劇場版アニメ『機動戦士ガンダムF91』の世界観を受け次ぐ、正統な宇宙世紀ガンダム・ストーリー『機動戦士クロスボーン・ガンダム』。
『F91』と『機動戦士Vガンダム』(UC0153)の狭間、宇宙海賊と木星帝国の戦いで、アムロとシャアのいないガンダム世界『クロスボーン・サーガ』が描かれていきます。
作者は代表作にSF漫画『マップス』を持つ長谷川裕一さん。
アニメ版ガンダム・シリーズおよび『F91』の監督である富野由悠季さんも、本作の制作に深く関わっています。もちろんサンライズ公認。
『機動戦士クロスボーン・ガンダム』感想・レビュー
あらすじ
宇宙世紀0123年。コスモ貴族主義を掲げる「クロスボーン・バンガード」が地球連邦軍に仕掛けた、「コスモ・バビロニア建国戦争」が勃発。

## [入力行一覧]
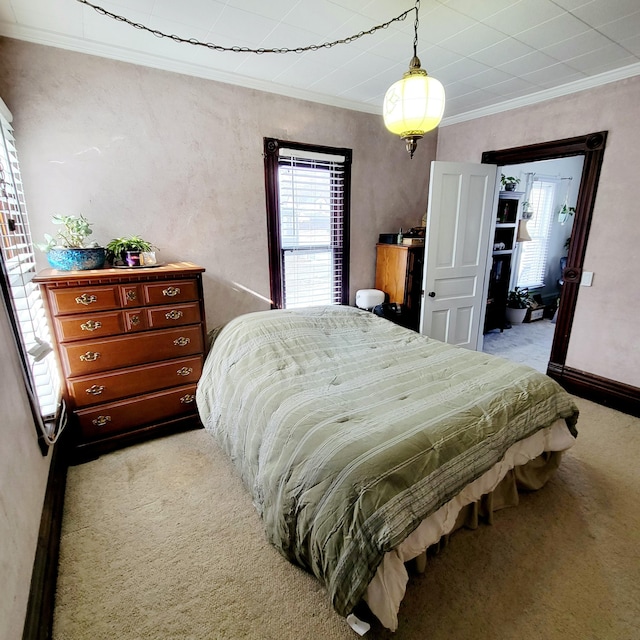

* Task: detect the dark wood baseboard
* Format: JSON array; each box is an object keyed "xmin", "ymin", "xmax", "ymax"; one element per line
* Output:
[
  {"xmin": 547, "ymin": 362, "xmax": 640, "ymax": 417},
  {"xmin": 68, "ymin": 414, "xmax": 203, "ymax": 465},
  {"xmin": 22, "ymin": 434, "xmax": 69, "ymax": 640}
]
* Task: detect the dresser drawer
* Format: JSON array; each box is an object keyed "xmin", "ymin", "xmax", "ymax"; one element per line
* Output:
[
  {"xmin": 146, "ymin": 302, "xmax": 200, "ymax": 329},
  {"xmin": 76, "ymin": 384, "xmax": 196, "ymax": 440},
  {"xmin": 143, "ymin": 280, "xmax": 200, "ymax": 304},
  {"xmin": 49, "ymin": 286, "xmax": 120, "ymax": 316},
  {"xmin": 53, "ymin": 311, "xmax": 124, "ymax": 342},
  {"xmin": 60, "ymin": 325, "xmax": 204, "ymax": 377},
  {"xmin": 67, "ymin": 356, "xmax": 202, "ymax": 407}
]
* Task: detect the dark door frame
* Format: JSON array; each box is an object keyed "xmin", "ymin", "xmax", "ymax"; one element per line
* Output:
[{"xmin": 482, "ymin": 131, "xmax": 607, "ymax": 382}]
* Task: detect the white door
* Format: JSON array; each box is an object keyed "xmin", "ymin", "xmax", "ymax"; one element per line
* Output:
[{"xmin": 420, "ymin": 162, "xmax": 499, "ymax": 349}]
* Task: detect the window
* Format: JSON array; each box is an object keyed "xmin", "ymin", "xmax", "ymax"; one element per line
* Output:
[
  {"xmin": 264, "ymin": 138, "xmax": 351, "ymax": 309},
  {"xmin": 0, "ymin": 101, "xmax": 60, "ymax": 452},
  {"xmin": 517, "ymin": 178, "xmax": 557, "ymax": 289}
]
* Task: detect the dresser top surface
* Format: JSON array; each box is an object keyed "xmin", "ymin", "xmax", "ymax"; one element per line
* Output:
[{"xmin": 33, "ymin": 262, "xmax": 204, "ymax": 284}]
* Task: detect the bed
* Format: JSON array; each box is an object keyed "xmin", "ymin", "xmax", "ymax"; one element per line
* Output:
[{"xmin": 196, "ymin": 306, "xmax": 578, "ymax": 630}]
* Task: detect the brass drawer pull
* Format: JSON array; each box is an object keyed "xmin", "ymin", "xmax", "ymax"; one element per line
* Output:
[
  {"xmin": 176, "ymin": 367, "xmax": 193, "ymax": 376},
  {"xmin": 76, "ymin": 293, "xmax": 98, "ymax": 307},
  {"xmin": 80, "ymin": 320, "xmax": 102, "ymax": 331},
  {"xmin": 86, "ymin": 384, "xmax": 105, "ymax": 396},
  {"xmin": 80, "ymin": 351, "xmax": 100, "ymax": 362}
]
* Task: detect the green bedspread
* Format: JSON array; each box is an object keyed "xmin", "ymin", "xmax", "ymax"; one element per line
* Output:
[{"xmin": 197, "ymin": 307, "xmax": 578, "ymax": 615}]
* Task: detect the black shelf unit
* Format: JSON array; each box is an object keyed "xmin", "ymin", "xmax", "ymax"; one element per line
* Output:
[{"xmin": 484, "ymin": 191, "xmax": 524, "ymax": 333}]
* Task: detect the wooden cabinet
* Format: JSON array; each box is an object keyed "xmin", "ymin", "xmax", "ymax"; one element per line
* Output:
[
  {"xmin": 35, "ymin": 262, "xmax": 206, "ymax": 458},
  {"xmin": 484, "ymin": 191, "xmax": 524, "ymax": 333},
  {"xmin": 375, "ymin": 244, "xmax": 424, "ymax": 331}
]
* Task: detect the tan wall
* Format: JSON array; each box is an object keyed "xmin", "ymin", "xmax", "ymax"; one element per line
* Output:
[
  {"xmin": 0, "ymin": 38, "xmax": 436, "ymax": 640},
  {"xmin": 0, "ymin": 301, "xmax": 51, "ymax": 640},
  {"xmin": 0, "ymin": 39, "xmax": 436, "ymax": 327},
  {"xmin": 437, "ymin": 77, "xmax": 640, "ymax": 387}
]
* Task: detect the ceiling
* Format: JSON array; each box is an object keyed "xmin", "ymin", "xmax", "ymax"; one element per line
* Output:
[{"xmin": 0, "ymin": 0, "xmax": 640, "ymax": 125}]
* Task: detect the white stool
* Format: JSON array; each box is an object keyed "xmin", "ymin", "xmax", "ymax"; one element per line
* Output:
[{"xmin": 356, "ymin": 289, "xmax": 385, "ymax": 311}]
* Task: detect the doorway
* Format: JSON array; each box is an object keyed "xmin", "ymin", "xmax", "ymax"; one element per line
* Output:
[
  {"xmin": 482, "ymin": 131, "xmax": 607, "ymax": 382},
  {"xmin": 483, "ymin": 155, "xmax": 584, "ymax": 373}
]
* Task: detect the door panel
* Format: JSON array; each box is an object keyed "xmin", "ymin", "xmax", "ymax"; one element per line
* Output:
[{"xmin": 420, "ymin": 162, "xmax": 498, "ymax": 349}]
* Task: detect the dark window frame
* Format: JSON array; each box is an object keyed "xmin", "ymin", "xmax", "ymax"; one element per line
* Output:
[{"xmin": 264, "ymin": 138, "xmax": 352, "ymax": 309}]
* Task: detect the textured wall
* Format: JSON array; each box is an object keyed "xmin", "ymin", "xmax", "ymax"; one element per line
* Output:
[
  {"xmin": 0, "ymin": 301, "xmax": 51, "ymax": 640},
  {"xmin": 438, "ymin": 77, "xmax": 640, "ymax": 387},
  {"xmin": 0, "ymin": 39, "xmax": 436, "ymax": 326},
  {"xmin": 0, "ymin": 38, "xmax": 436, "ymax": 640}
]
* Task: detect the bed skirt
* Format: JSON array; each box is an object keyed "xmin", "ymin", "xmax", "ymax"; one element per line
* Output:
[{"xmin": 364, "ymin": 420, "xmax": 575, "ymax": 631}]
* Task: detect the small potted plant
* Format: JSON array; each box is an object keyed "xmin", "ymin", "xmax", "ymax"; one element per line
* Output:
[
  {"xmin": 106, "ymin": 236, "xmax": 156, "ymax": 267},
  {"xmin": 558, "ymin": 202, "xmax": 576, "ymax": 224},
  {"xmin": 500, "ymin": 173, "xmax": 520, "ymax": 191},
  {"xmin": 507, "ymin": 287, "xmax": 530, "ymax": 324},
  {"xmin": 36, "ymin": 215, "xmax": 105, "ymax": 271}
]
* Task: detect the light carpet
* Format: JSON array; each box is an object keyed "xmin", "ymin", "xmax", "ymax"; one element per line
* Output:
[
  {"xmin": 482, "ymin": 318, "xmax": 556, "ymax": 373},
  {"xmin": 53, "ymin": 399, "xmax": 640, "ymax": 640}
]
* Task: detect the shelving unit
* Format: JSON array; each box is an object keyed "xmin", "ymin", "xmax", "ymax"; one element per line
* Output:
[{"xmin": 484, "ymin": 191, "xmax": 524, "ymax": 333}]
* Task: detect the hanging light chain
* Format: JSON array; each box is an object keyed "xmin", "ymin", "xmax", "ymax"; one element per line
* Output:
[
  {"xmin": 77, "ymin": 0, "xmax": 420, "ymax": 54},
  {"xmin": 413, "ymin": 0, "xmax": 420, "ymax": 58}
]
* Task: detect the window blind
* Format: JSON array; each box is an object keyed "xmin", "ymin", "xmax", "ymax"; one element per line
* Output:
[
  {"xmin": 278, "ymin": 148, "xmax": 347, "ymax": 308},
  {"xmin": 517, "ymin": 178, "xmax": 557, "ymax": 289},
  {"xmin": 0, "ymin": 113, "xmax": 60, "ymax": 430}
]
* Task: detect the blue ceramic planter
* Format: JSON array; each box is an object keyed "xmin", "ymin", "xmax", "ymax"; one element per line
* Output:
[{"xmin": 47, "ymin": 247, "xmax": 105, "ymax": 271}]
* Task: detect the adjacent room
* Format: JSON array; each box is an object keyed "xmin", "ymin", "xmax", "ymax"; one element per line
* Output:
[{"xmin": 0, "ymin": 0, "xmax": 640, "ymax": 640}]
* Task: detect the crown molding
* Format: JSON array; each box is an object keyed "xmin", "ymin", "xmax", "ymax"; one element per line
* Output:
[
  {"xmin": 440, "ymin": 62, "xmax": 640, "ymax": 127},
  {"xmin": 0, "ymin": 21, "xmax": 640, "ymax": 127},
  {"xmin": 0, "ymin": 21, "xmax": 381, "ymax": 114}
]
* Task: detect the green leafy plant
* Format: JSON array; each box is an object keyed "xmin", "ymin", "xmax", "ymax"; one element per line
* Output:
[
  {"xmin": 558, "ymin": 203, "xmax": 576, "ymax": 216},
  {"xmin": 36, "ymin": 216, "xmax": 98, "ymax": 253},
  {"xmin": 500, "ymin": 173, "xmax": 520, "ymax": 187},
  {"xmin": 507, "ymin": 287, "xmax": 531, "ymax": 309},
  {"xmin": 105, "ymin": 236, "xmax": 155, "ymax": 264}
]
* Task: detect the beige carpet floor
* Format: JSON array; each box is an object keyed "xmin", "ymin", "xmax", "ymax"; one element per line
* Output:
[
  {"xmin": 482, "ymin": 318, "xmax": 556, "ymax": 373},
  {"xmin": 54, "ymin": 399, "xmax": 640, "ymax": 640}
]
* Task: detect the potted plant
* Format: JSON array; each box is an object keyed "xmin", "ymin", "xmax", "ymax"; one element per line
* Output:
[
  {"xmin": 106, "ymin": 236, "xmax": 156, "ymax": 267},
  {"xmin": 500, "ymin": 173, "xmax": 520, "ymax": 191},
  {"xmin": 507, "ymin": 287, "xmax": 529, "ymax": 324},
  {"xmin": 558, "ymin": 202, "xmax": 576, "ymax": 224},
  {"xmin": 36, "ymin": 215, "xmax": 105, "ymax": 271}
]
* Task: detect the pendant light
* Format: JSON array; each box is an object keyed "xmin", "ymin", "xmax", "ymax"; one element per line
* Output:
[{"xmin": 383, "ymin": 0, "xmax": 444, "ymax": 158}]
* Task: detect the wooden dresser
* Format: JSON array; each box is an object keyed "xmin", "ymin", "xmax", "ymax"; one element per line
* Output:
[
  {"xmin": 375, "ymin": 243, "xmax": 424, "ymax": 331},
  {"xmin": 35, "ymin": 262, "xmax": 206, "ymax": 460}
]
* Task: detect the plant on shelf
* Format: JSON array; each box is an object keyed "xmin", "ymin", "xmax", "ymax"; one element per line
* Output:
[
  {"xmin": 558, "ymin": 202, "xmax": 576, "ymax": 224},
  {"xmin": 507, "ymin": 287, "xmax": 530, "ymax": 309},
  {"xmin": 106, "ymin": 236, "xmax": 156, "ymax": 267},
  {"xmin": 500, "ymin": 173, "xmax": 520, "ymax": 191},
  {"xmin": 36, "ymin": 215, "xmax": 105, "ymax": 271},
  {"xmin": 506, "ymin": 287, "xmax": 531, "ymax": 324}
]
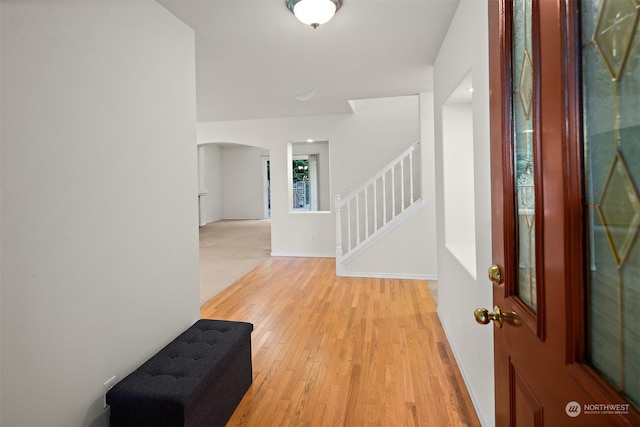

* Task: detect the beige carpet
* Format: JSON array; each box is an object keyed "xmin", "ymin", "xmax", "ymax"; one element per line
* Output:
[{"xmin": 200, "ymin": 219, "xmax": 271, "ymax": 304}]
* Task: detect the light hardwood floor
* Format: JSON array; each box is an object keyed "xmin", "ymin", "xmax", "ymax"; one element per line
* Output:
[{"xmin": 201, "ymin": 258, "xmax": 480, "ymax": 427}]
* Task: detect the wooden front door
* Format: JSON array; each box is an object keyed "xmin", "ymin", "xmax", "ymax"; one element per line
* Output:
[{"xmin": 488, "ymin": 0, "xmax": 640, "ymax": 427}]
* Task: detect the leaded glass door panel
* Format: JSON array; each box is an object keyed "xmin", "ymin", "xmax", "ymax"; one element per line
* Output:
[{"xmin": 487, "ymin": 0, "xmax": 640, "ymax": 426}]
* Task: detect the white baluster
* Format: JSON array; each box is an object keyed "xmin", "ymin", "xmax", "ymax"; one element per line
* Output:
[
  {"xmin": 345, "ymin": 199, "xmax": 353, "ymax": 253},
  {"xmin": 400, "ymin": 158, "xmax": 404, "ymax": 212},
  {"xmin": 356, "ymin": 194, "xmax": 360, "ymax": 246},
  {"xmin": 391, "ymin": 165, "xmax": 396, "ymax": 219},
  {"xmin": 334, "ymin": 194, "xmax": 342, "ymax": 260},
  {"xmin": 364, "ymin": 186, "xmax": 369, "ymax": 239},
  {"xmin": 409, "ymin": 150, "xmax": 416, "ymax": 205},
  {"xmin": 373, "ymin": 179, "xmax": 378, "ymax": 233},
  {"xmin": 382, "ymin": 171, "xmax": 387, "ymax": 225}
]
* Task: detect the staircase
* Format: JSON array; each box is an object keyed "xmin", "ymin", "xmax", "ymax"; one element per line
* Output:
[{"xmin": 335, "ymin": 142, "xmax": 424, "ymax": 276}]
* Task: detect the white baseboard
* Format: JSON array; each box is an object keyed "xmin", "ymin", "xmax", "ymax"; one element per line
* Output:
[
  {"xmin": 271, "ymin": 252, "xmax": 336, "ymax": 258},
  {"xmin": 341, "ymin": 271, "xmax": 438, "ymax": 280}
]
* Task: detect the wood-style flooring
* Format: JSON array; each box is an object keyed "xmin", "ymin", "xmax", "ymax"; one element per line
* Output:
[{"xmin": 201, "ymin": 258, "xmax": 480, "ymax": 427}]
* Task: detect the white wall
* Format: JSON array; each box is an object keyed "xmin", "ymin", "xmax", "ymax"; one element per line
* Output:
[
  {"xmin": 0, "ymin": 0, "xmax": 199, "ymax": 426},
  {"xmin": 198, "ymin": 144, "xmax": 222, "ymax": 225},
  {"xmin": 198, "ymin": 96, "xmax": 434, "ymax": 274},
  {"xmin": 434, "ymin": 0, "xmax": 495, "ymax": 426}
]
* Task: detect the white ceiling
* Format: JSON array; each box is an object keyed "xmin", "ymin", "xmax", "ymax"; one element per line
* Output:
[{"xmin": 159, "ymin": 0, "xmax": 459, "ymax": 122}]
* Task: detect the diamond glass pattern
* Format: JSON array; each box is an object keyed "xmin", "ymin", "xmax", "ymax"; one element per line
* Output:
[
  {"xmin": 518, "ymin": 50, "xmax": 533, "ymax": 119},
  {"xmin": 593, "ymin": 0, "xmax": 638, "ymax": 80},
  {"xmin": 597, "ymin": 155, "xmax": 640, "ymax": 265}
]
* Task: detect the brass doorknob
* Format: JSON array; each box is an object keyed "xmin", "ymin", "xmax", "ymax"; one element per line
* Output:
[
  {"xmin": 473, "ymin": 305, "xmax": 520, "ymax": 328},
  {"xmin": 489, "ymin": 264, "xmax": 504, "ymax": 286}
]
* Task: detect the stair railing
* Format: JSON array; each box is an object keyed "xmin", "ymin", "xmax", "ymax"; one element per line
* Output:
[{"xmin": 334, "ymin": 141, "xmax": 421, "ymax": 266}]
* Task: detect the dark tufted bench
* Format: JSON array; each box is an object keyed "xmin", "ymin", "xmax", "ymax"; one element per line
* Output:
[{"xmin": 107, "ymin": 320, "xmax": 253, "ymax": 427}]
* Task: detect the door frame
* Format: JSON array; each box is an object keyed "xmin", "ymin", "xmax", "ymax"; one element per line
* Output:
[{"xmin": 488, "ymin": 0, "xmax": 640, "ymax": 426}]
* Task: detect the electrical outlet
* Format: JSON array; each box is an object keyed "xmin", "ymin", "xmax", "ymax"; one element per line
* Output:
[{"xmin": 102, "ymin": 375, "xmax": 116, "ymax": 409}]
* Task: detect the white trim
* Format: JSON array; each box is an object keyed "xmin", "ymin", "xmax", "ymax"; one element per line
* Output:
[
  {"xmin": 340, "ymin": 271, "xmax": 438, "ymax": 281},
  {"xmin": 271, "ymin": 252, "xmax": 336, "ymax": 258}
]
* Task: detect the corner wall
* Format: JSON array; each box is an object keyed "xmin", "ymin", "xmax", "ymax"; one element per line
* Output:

## [作業内容]
本文の「劇場版アニメ『機動戦士ガンダ」から「す。もちろんサンライズ公認。」までを、「宇宙海賊」を「スペース・パイレーツ」に置き換えて書き直してください。

## [想定解答]
劇場版アニメ『機動戦士ガンダムF91』の世界観を受け次ぐ、正統な宇宙世紀ガンダム・ストーリー『機動戦士クロスボーン・ガンダム』。
『F91』と『機動戦士Vガンダム』(UC0153)の狭間、スペース・パイレーツと木星帝国の戦いで、アムロとシャアのいないガンダム世界『クロスボーン・サーガ』が描かれていきます。
作者は代表作にSF漫画『マップス』を持つ長谷川裕一さん。
アニメ版ガンダム・シリーズおよび『F91』の監督である富野由悠季さんも、本作の制作に深く関わっています。もちろんサンライズ公認。